Your assignment
Begin with the first line of the entries below. Copy each line exactly, stopping after the one that contains "output | one point per instance, like (320,35)".

─── Records for the exercise ───

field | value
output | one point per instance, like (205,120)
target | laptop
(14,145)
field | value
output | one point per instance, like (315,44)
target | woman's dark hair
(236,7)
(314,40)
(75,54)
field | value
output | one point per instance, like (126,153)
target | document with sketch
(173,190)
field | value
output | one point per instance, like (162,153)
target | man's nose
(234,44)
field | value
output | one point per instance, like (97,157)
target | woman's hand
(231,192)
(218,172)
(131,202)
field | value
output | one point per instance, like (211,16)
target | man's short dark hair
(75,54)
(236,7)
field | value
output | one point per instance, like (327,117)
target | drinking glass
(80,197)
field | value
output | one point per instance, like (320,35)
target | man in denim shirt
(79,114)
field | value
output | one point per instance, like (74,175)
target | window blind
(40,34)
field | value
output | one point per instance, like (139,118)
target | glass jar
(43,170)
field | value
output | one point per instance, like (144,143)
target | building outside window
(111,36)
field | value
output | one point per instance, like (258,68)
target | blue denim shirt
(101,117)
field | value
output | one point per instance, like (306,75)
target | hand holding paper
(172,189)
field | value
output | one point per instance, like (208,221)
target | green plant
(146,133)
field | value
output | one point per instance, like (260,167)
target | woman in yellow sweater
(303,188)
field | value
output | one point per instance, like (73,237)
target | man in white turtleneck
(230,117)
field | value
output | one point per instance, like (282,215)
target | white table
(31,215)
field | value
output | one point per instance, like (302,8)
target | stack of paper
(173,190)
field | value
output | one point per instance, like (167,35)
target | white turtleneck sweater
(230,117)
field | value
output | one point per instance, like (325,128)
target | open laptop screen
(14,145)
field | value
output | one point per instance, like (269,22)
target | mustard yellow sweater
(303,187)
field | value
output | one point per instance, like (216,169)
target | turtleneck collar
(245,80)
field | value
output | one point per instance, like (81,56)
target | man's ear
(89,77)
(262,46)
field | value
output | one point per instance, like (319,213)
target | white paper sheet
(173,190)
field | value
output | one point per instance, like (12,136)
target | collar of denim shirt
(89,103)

───

Written response
field | value
output | one point per instance, like (205,120)
target | laptop
(14,145)
field | value
output | one point per instance, like (315,44)
target | woman's dark hair
(236,7)
(314,40)
(75,54)
field | value
output | one point per instance, like (126,153)
target | document with sketch
(173,190)
field | value
output | one point per instance, like (162,153)
target | man's nose
(234,44)
field | value
output | one point per instance, like (97,157)
target | woman's hand
(231,192)
(218,172)
(131,202)
field | value
output | one point per instance, like (211,16)
target | man's short dark hair
(75,54)
(236,7)
field | value
output | one point per instance, like (327,117)
target | drinking glass
(80,197)
field | value
output | one point per instance, like (320,35)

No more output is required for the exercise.